Cumhuriyet tarihinin en başarılı kadınları
Cumhuriyet döneminde başarılı olmuş kadınlar
Cumhuriyet döneminde başarılı olmuş kadınlar. İlklere imza atan Türk kadınlarıTürkiye'nin ilk kadın bakanı ve başbakanını şüphesiz bilirsiniz. Peki ya ilk kadın çöpçüsü ilk kadın muhabiri ilk sendikacısı ilk subayını tanıyor musunuz?
SORBONNE ÜNİVERSİTESİNDEN MEZUN İLK TÜRK KADINI TÜRKİYE CUMHURİYETİ'NİN İLK KADIN KİMYACISI PROF. DR. REMZİYE HİSAR
Prof. Dr. Remziye Hisar birçok ilke imzasını atmış bir Türk kadını. Türkiye Cumhuriyeti'nin ilk kadın kimyacısı olmasının yanısıra Fransa'nın Sorbonne Üniversitesi'nden mezun olan ilk Türk kadını..
1992 yılında yitirdiğimiz Remziye Hisar tipik bir Cumhuriyet kadınıydı. Dünyaca ünlü fizikçi Feza Gürsey ve Milletlerarası Pisikoloji Cemiyeti'nin tek Türk azası psikiyatrist Deha Hanım'ın annesi Remziye Hisar 1902 yılında Üsküp'te dünyaya gelmişti..
Davutpaşa'daki üç yıllık Mekteb-i İptidayiyi bir yılda başarıyla tamamlayıp mezun olmuş ve dokuz yaşında ilk şahadetnamesini almıştı. Daha sonra İttihat ve Terakki Mektebi ve Emirgan İnas Rüştiyesi'ne devam eder. Çok sevdiği Türkçe öğretmeninin İstanbul Darülmuallimatı'na transfer olmasıyla öğrenimini bu okulda sürdürür. 15 Temmuz 1919 tarihinde bu okulun Darülfünun'a hazırlamak üzere oluşturduğu iki sınıflık bölümünden birincilikle mezun olur. Sınıfın iyi öğrencileri arasında yeralan Remziye Hisar küçük sınıflardaki öğrencilere geometri ve matematik dersleri vermeye başlar. Mezun olmasının ardından Darülfünun'un kimya bölümüne kaydını yaptıran Remziye Hisar kimya bölümünü yeğlerken Türkiye'yi temsil eden bir ismin bulunmamasının kendisini üzmüş olmasından ötürü seçtiğini yakınlarına anlatır. Kız öğrencilerin erkek öğrencilerden ayrı saatlerde ders aldığı bu dönemde öğretmeni ve okul arkadaşlarıyla birlikte Bakü'ye gider.

Verilen Bilgiler:
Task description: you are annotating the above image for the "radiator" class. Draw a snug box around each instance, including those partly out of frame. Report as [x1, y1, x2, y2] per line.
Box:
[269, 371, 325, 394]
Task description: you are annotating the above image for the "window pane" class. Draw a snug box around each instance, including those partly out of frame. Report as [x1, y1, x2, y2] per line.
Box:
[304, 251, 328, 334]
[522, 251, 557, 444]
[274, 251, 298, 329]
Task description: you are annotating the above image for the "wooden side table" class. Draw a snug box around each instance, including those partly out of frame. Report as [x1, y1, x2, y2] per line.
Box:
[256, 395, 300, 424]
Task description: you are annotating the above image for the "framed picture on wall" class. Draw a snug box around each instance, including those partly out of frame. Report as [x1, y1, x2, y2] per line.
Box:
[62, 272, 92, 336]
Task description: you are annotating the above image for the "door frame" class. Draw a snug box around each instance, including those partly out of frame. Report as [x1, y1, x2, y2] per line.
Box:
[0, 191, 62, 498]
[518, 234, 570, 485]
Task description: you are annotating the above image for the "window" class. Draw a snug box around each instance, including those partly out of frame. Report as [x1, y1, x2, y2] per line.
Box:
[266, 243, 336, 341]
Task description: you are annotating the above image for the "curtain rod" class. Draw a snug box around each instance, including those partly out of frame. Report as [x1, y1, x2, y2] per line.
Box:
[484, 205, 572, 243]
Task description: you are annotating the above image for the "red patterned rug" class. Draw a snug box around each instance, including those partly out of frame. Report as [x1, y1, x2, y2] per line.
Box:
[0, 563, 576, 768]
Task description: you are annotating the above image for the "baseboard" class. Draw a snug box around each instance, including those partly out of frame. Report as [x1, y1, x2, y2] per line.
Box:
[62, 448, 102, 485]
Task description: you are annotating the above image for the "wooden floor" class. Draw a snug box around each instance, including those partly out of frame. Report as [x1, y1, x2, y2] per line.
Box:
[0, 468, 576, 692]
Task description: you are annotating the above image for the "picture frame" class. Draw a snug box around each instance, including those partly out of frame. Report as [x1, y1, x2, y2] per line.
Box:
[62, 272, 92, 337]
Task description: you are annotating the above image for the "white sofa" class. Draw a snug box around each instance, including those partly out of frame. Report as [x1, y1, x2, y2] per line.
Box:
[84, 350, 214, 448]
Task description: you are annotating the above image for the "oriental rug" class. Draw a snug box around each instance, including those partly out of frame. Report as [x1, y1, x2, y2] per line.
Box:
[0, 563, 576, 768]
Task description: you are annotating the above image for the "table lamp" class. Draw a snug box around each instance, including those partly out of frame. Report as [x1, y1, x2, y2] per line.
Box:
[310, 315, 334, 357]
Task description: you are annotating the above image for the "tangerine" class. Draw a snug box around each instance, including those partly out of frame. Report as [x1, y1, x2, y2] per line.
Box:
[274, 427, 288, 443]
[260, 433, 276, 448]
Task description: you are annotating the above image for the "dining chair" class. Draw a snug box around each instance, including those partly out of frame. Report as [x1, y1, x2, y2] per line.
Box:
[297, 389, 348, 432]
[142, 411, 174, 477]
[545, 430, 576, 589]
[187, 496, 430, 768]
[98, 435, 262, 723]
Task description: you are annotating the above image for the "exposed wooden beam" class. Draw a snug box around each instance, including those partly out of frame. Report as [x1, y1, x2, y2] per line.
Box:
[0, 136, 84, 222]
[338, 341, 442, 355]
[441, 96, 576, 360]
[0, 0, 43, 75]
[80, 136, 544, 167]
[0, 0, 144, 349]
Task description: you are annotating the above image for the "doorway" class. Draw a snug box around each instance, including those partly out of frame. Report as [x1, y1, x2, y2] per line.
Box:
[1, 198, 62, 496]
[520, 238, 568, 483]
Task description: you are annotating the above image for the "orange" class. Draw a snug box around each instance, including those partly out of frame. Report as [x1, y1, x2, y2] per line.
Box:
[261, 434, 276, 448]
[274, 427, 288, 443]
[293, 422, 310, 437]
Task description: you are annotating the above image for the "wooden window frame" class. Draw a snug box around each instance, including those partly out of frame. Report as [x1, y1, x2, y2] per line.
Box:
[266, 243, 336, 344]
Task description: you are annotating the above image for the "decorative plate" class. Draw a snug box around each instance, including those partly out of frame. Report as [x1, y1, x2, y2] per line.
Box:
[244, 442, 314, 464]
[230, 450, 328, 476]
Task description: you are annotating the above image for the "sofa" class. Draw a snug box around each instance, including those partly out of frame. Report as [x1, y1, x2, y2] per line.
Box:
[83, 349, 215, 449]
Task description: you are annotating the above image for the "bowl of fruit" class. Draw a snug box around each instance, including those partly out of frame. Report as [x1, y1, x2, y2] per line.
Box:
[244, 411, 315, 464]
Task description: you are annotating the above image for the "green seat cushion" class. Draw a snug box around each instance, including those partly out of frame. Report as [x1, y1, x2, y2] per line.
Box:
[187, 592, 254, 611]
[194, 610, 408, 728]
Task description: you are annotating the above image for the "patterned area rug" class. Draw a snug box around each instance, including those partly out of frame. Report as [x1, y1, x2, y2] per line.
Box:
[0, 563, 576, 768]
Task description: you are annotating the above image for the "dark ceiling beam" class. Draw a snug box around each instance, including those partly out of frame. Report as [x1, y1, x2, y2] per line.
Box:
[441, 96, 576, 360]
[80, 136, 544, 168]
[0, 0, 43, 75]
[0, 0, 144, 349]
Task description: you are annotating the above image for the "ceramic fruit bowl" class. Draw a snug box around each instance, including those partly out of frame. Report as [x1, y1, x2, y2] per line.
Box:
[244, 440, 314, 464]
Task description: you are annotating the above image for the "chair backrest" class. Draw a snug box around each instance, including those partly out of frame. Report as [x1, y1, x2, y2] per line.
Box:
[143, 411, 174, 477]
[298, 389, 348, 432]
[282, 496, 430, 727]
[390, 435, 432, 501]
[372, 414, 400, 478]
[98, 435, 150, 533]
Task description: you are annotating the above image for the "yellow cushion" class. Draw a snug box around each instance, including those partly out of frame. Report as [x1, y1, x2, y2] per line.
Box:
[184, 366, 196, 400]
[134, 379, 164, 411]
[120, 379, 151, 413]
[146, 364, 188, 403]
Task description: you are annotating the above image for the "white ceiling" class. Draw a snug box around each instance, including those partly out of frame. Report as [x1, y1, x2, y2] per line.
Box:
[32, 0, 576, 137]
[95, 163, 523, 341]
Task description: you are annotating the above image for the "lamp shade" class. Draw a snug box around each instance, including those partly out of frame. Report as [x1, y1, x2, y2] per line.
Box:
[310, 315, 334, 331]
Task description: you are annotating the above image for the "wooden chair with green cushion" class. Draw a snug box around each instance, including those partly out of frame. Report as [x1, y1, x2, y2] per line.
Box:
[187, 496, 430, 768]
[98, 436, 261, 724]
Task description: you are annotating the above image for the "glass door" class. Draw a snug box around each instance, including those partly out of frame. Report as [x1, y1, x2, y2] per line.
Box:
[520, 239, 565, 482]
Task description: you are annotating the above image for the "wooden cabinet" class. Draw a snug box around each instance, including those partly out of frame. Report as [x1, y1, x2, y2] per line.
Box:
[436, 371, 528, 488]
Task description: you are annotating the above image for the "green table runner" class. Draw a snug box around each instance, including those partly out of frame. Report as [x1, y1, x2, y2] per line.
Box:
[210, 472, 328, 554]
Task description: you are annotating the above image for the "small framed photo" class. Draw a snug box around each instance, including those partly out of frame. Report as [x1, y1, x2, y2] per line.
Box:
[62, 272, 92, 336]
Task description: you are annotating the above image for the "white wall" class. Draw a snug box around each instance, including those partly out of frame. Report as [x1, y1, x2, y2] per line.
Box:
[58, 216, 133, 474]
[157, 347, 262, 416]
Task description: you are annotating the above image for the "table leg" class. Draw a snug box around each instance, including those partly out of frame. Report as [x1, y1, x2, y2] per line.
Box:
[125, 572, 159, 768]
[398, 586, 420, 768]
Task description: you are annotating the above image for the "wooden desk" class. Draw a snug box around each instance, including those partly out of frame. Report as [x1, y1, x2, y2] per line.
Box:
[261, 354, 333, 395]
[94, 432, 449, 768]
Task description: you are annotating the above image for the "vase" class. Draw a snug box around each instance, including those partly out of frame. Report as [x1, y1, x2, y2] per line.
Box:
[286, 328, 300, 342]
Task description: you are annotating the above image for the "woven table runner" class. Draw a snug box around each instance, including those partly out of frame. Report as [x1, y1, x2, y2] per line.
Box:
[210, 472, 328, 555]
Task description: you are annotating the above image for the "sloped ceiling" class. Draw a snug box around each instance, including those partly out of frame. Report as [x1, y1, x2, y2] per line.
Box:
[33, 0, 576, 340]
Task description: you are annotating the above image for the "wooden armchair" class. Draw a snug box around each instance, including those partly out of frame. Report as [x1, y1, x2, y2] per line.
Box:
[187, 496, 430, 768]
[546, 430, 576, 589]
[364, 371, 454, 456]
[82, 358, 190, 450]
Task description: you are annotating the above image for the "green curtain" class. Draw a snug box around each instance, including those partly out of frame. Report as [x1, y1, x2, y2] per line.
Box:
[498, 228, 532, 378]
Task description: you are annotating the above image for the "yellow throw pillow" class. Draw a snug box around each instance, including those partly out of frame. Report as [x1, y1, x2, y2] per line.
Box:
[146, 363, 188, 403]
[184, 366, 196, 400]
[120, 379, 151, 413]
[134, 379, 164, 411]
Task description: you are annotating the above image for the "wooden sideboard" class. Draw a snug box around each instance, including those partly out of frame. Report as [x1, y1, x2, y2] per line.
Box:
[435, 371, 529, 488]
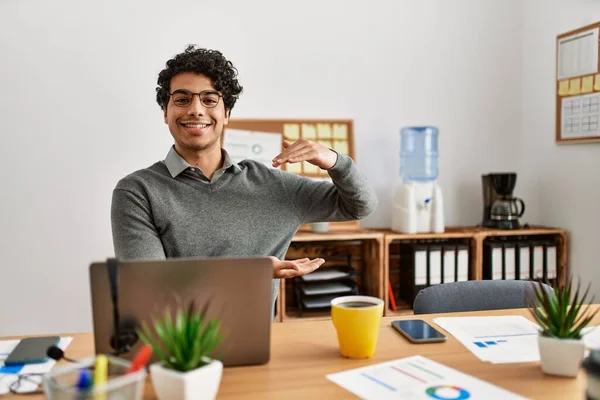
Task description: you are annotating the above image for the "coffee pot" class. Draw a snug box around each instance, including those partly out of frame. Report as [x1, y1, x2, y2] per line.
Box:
[490, 196, 525, 221]
[481, 172, 525, 229]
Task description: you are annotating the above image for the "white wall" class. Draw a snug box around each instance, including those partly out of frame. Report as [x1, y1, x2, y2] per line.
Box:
[517, 0, 600, 300]
[0, 0, 524, 335]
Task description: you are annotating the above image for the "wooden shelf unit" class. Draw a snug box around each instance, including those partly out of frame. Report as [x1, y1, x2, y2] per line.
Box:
[380, 226, 567, 315]
[278, 229, 384, 322]
[276, 226, 568, 322]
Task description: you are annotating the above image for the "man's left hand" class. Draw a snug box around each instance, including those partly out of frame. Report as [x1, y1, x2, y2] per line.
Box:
[269, 257, 325, 279]
[273, 139, 337, 169]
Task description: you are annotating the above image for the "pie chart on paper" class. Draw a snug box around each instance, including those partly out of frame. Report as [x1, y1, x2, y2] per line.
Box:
[425, 385, 471, 400]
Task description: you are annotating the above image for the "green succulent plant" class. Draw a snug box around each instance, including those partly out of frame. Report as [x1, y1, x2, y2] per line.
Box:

Yapılacaklar:
1 - Remziye Hisar hakkındaki metne göre Remziye Hisar hangi yılda ve nerede doğmuştur?
2 - Remziye Hisar hakkındaki metinde geçen "Prof. Dr. Remziye Hisar birçok ilke imzasını atmış bir Türk kadını." cümlesini İngilizceye çevirin.
3 - Remziye Hisar hakkındaki metni son cümleden sonrasıyla sürdürün.

Yanıtlar:
1 - 1902 yılında Üsküp'te.

2 - Prof. Dr. Remziye Hisar is a Turkish woman who achieved many firsts.

3 -
Ve birden bire bir savaşın tam ortasında bulur kendisini. Kafkasya'daki savaşlar ve Bakü'de kendilerine gereksinim olmadığını öğrenmek bile onu yıldırmaz ve bir erkek öğretmen okulunda öğrencilere ders verir. Ancak terslikler ve şanssızlıklar birbirini izler Sovyet Rusya'nın Azerbaycan'ın bağımsızlığına son vermesi ile orada tanışıp evlendiği eşi Doktor Reşit Süreyya Gürsey ile birlikte İstanbul'a döner.
İlk çocuğunu dünyaya getirmesinin ardından Adana'da Darülmuallima'ya müdür olarak tayin olan Remziye Hisar çocuğunu annesine bırakarak Adana'ya gider. Güç koşullarda çalışmasını sürdürmek zorunda kalan Hisar eşinin tedavi için Paris'e gitmesinin ardından bilgisini geliştirmek için Paris'e gider. Adını bilim dinyasında duyurmak amacı ile Sorbonne'da kimya bölümünde öğrenim görmeye başlar.
Biyokimya sertifıkası alan Hisar Paris'te Maarif Vekaleti'nin verdiği bursla öğrenim görür. Doktorasına başlayacağı dönemde bursu kesilen Hisar Erenköy Lisesi'ne kimya öğretmeni olarak atanır. Öğrenimini yarım bırakmak zorunda kalarak yurda dönen Remziye Hisar zorlu bir çaba sonucunda doktorasını yapmak üzere 1930 yılında yeniden Paris'e gider. Eşinden boşanan ve Paris'e kızı ve kardeşiyle giden Remziye Hisar günlerini çalışmaya verir.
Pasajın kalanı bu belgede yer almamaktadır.